> [Exercise directions] Your task is to give the number of lines below that contain "Image". Give no other text.

> [Input data]
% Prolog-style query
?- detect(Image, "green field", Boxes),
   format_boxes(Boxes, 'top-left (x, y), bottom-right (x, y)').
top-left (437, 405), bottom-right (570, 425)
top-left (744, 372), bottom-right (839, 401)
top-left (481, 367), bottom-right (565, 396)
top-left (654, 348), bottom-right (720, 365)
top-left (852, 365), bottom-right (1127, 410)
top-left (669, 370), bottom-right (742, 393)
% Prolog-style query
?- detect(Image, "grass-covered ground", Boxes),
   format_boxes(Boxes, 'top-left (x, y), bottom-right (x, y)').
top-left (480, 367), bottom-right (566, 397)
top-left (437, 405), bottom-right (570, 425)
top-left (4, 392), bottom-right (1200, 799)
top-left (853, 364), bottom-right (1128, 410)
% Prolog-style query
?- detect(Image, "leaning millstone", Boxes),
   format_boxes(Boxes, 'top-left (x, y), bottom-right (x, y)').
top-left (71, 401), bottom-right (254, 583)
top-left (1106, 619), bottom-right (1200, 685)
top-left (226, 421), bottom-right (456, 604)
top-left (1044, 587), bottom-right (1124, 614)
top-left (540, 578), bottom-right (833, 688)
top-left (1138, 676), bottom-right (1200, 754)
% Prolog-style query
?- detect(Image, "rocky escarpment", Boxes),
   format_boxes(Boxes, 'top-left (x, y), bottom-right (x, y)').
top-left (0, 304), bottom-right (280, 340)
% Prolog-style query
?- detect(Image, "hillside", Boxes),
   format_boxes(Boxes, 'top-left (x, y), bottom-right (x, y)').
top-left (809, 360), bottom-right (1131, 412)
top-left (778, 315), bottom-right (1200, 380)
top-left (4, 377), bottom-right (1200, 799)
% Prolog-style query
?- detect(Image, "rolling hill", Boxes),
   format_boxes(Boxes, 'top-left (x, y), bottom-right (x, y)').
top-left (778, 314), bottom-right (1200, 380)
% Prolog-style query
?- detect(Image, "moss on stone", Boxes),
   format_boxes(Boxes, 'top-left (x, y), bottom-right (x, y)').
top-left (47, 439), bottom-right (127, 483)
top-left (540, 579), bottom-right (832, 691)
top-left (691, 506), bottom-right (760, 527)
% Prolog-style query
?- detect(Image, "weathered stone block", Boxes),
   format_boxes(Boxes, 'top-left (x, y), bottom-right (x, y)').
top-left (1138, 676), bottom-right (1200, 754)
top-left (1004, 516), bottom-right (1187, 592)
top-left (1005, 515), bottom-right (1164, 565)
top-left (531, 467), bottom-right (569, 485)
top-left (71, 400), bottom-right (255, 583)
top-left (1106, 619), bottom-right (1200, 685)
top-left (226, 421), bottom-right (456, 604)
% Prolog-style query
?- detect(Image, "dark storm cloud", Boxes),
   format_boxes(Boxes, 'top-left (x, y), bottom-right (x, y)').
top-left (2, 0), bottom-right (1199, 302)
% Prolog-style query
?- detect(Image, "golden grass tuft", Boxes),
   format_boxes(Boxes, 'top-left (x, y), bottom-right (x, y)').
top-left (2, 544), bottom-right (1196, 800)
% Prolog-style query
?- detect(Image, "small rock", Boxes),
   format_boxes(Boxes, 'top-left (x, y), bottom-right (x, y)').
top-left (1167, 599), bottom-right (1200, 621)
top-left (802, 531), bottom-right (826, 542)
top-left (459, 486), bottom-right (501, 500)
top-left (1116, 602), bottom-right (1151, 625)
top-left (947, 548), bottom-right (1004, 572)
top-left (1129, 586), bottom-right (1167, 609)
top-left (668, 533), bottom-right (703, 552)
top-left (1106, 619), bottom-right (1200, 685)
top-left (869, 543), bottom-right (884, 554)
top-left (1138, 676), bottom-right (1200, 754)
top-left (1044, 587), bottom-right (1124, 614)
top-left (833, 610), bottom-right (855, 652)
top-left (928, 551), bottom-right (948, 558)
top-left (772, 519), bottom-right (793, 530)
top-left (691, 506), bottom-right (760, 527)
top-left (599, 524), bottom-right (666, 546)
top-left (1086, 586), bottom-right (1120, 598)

> [Final answer] 11